**What you will do:**
• a. Please update the passage of the abstract on marital quality and loneliness from "Design/methodology/approach" up to and including "loneliness (p > 0.05).", replacing "sample" with "cohort".
• b. Name every method the marital quality and loneliness abstract says was used to analyze the data.
• c. Extend the abstract on marital quality and loneliness, picking up after its final sentence.

======== Excerpted text

Design/methodology/approach
A total of 1,084 married adults across four age-groups were included in the sample of the study. Semi-structured questionnaire for demographic details with validated psychometric instruments like Marital Quality Scale (MQS) (Shah, 1995) and UCLA Loneliness Scale (version 3) (Russell, 1996) were used to collect the data. The data was analysed using multiple regression, cross-tabulation, chi-square(χ²) and Pearson correlation.
Findings
The study found that 46.4 % of the sample experienced moderately high level of loneliness. The participants in the age group of 31–40 years felt the maximum loneliness. 56.18 % participants of the sample experienced a severely affected marital quality. Strong and significant correlation was observed between marital quality and loneliness (r = 0.526). Negligible correlation was observed between age with loneliness (p > 0.05).
Practical implications
The study suggests the urgent need for interventions to enhance marital quality and should focus more on interpersonal factors such as communication style, conflict resolution, support from the spouse, increasing empathy, sexual satisfaction and intimacy rather than focusing only on demographic variables.

================
======== Material

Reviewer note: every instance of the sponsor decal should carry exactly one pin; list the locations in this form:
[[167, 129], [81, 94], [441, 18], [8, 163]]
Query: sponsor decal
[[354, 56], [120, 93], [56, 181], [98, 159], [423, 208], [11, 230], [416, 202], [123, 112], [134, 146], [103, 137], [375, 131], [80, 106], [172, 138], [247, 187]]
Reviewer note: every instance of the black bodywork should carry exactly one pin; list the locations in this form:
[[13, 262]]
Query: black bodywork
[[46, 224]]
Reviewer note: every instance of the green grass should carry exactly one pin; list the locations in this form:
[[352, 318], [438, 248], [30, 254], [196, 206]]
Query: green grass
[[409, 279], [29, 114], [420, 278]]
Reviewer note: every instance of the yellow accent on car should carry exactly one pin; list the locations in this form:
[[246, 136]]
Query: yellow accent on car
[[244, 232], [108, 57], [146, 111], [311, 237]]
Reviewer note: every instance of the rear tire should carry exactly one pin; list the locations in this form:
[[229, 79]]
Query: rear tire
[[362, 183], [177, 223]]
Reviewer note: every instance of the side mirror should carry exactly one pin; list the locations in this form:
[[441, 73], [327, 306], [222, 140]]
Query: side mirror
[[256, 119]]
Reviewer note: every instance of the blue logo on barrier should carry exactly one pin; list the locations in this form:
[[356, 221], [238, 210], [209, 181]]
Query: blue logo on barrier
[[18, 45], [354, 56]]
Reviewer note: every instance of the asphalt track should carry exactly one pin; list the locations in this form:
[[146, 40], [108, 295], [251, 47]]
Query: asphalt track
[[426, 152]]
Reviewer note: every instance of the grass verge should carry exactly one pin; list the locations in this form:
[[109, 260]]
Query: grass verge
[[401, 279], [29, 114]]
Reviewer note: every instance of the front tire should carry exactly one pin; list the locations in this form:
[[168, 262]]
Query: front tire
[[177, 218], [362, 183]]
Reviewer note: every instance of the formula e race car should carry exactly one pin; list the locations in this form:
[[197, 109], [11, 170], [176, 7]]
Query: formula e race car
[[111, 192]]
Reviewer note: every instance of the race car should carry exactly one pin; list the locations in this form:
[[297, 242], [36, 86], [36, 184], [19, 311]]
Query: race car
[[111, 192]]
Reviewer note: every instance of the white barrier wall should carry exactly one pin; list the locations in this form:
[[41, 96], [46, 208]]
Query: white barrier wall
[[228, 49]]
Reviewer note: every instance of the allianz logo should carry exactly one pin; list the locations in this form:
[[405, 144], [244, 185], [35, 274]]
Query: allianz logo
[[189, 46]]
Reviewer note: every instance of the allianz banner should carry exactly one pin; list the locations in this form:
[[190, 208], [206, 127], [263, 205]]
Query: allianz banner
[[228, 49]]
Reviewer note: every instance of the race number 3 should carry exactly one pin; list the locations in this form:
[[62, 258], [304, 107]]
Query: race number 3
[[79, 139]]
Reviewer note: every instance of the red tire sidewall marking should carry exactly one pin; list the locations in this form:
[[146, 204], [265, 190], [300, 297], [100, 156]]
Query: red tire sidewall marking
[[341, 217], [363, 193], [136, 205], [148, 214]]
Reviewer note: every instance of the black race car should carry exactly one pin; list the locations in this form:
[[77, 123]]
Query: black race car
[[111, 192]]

================

**Answers for the tasks:**
• a.
Design/methodology/approach
A total of 1,084 married adults across four age-groups were included in the cohort of the study. Semi-structured questionnaire for demographic details with validated psychometric instruments like Marital Quality Scale (MQS) (Shah, 1995) and UCLA Loneliness Scale (version 3) (Russell, 1996) were used to collect the data. The data was analysed using multiple regression, cross-tabulation, chi-square(χ²) and Pearson correlation.
Findings
The study found that 46.4 % of the cohort experienced moderately high level of loneliness. The participants in the age group of 31–40 years felt the maximum loneliness. 56.18 % participants of the cohort experienced a severely affected marital quality. Strong and significant correlation was observed between marital quality and loneliness (r = 0.526). Negligible correlation was observed between age with loneliness (p > 0.05).

• b. Multiple regression, cross-tabulation, chi-square (χ²) and Pearson correlation.

• c.
Social implications
The study will facilitate a better understanding of the pressing need to improve marital quality of Indian adults. Emphasizing on improving communication and intimacy in the marriage will improve overall well-being thereby also reducing loneliness.
Originality/value
To the best of the authors’ knowledge, this study is a first of its kind to explore the interrelationship between marital quality and loneliness among such a large sample in India. It also adds to the literature in understanding the dynamics of marital relationship.